— Start of Task input —
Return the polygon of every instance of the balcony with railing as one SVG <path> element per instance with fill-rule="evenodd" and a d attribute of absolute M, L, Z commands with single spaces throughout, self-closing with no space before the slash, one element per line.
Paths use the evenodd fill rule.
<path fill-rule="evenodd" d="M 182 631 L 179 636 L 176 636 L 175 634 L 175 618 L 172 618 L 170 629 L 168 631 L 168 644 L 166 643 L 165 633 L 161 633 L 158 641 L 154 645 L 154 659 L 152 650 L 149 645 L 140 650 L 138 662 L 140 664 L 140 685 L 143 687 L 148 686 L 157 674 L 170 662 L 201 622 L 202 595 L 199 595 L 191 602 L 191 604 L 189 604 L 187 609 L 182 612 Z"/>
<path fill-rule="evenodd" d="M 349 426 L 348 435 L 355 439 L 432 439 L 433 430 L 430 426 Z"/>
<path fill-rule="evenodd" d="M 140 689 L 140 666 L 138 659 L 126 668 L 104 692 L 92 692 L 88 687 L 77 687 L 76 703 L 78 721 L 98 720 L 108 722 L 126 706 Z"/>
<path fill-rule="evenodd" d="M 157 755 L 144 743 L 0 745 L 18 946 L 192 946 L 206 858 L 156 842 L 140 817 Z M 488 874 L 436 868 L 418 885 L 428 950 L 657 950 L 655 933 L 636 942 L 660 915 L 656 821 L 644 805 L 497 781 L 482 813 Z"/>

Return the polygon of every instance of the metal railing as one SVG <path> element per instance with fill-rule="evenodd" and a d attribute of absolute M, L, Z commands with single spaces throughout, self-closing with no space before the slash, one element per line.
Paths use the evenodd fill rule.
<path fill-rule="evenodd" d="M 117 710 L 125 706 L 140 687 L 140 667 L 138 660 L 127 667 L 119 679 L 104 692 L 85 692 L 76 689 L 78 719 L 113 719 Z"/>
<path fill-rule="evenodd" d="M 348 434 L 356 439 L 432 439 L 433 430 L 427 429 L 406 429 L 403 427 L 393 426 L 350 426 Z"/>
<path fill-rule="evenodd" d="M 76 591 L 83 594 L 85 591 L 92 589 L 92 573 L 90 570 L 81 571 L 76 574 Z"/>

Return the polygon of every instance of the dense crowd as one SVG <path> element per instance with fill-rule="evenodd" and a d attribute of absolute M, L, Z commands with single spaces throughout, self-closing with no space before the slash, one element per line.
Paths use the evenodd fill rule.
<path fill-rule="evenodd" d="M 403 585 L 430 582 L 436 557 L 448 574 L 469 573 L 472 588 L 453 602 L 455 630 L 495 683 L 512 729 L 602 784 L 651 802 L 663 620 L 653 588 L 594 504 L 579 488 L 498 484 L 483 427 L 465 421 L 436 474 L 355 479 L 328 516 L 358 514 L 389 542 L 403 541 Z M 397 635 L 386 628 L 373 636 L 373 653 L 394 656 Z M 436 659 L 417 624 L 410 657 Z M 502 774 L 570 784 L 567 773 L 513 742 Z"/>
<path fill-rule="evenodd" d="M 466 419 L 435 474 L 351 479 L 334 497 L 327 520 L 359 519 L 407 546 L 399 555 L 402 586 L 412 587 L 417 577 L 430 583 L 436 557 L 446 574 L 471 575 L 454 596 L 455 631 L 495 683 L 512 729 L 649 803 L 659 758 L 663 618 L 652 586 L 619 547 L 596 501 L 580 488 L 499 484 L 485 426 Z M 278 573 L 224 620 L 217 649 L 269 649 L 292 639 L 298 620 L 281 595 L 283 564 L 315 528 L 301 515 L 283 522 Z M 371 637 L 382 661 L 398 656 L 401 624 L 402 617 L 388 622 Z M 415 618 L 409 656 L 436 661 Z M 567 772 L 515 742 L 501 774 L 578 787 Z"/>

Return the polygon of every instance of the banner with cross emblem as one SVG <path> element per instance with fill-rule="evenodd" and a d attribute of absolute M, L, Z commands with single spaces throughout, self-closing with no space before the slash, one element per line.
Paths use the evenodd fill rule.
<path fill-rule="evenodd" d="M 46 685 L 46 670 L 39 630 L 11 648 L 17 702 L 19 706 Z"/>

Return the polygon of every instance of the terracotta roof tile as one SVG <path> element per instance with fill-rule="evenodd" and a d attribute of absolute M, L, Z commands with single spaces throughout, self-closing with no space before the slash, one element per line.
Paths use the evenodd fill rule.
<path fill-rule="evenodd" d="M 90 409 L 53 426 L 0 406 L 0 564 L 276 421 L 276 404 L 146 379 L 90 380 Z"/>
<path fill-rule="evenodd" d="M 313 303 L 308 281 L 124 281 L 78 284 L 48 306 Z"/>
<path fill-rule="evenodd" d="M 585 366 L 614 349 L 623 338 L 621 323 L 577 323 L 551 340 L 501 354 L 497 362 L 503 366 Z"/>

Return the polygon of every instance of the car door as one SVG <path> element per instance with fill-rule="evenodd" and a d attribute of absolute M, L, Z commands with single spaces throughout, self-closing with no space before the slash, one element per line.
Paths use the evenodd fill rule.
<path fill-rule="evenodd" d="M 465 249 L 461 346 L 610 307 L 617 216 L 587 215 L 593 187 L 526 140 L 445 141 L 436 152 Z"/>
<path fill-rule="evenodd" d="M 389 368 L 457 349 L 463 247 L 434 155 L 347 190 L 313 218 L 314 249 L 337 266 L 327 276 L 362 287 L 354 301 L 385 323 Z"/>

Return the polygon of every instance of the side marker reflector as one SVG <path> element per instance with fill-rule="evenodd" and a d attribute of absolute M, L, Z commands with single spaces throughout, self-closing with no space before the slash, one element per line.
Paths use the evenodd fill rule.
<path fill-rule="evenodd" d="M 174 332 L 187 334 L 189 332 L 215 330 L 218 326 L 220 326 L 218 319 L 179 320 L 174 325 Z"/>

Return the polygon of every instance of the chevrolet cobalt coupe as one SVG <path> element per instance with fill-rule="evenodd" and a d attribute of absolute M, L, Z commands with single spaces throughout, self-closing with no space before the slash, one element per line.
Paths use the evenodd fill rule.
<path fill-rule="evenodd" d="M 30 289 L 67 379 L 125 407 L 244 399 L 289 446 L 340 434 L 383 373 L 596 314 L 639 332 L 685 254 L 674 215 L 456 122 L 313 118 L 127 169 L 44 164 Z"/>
— End of Task input —
▶ _Request_
Rewrite all the rows above, replacing "one element per line" with "one path per line" everywhere it occurs and leaving everything else unchanged.

▶ _Output of the exercise_
Return the polygon of every instance of the balcony with railing as one SVG <path> element per instance with fill-rule="evenodd" and a d attribute of absolute M, L, Z commands with single spaces throughout, self-closing with no space before the slash, one path per line.
Paths use the evenodd fill rule.
<path fill-rule="evenodd" d="M 182 631 L 179 636 L 176 636 L 175 634 L 175 618 L 172 618 L 170 629 L 168 631 L 168 644 L 166 643 L 165 633 L 161 633 L 158 641 L 154 645 L 154 659 L 152 650 L 149 645 L 140 650 L 138 662 L 140 664 L 140 685 L 143 687 L 148 686 L 157 674 L 170 662 L 201 622 L 202 595 L 199 595 L 191 602 L 191 604 L 189 604 L 187 609 L 182 612 Z"/>
<path fill-rule="evenodd" d="M 349 426 L 348 435 L 355 439 L 432 439 L 433 430 L 430 426 Z"/>
<path fill-rule="evenodd" d="M 140 689 L 140 666 L 138 659 L 126 668 L 104 692 L 92 692 L 88 687 L 77 687 L 76 703 L 78 721 L 98 720 L 108 722 L 126 706 Z"/>
<path fill-rule="evenodd" d="M 157 755 L 144 743 L 0 745 L 18 946 L 192 946 L 206 858 L 156 842 L 140 817 Z M 488 874 L 436 868 L 418 885 L 428 950 L 657 950 L 655 933 L 636 942 L 660 915 L 656 821 L 644 805 L 497 781 L 482 813 Z"/>

Return the polygon of every instance of the metal railing as one SVG <path> element per instance with fill-rule="evenodd" and a d attribute of absolute M, L, Z commands with single spaces throughout, self-closing with no space before the slash, one path per line.
Paths use the evenodd fill rule.
<path fill-rule="evenodd" d="M 117 710 L 125 706 L 140 687 L 140 667 L 138 660 L 127 667 L 119 679 L 104 692 L 85 692 L 76 689 L 78 719 L 113 719 Z"/>
<path fill-rule="evenodd" d="M 348 434 L 356 439 L 432 439 L 433 430 L 427 429 L 406 429 L 403 427 L 393 426 L 350 426 Z"/>
<path fill-rule="evenodd" d="M 76 591 L 83 594 L 85 591 L 92 589 L 92 573 L 90 570 L 81 571 L 76 574 Z"/>

Return the polygon of every instance of the dense crowd as one SVG <path> element per instance with fill-rule="evenodd" and a d attribute of absolute M, L, Z commands with single spaces throughout, self-closing with no space before the slash, one path per line.
Paths use the evenodd fill rule.
<path fill-rule="evenodd" d="M 403 585 L 430 582 L 436 557 L 448 574 L 469 573 L 472 588 L 453 602 L 455 630 L 495 683 L 512 729 L 602 784 L 651 802 L 663 620 L 653 588 L 594 504 L 579 488 L 498 484 L 483 427 L 465 421 L 436 474 L 355 479 L 328 516 L 358 514 L 389 542 L 403 541 Z M 397 635 L 386 628 L 373 636 L 373 653 L 394 656 Z M 436 659 L 417 624 L 410 657 Z M 502 774 L 570 784 L 567 773 L 513 742 Z"/>
<path fill-rule="evenodd" d="M 466 419 L 435 474 L 351 479 L 334 497 L 327 520 L 359 519 L 407 546 L 399 555 L 402 586 L 412 587 L 417 577 L 430 583 L 436 557 L 446 574 L 471 575 L 454 596 L 455 631 L 495 683 L 512 729 L 649 803 L 659 758 L 663 618 L 652 586 L 619 547 L 596 501 L 580 488 L 499 484 L 485 426 Z M 278 573 L 224 620 L 217 649 L 269 649 L 292 639 L 298 620 L 281 595 L 283 564 L 315 528 L 301 515 L 283 522 Z M 371 637 L 382 661 L 398 656 L 401 624 L 402 617 L 388 622 Z M 415 618 L 409 656 L 436 661 Z M 567 772 L 515 742 L 501 774 L 578 787 Z"/>

Return the polygon of every instance of the banner with cross emblem as one SVG <path> element per instance with fill-rule="evenodd" and a d attribute of absolute M, L, Z commands with single spaces throughout, self-closing with no space before the slash, one path per line.
Paths use the evenodd fill rule.
<path fill-rule="evenodd" d="M 46 685 L 46 670 L 39 630 L 11 648 L 17 702 L 19 706 Z"/>

Return the polygon of every instance of the terracotta roof tile as one SVG <path> element per instance with fill-rule="evenodd" and a d attribute of absolute M, L, Z commands with single spaces throughout, self-closing with no space before the slash, one path per line.
Paths use the evenodd fill rule.
<path fill-rule="evenodd" d="M 90 409 L 53 426 L 0 406 L 0 564 L 276 421 L 276 404 L 146 379 L 90 380 Z"/>
<path fill-rule="evenodd" d="M 313 303 L 308 281 L 124 281 L 78 284 L 48 306 Z"/>
<path fill-rule="evenodd" d="M 585 366 L 614 349 L 623 338 L 621 323 L 577 323 L 551 340 L 501 354 L 497 362 L 503 366 Z"/>

Return the polygon of every instance of the car door as one SVG <path> element per instance with fill-rule="evenodd" and a d attribute of absolute M, L, Z commands with single spaces throughout, self-closing with no space before the slash, one path per line.
Paths use the evenodd fill rule.
<path fill-rule="evenodd" d="M 465 249 L 461 346 L 610 307 L 617 216 L 587 215 L 593 187 L 526 140 L 445 141 L 436 152 Z"/>
<path fill-rule="evenodd" d="M 389 368 L 457 349 L 463 247 L 434 155 L 347 190 L 313 218 L 314 249 L 337 266 L 327 276 L 362 287 L 354 301 L 385 323 Z"/>

Return the polygon of every instance of the side marker reflector as one SVG <path> element per instance with fill-rule="evenodd" and a d attribute of absolute M, L, Z commands with single spaces throughout, self-closing with no space before the slash, one path per line.
Paths use the evenodd fill rule.
<path fill-rule="evenodd" d="M 174 332 L 187 334 L 189 332 L 215 330 L 218 326 L 220 326 L 218 319 L 179 320 L 174 325 Z"/>

Return the polygon of every instance of the chevrolet cobalt coupe as one SVG <path> element per instance with fill-rule="evenodd" and a d attribute of absolute M, L, Z commands with single spaces throughout, self-closing with no space before the slash, one path per line.
Paths use the evenodd fill rule.
<path fill-rule="evenodd" d="M 30 289 L 67 379 L 125 407 L 244 399 L 289 446 L 340 434 L 383 373 L 596 314 L 639 332 L 685 254 L 674 215 L 456 122 L 313 118 L 127 169 L 44 164 Z"/>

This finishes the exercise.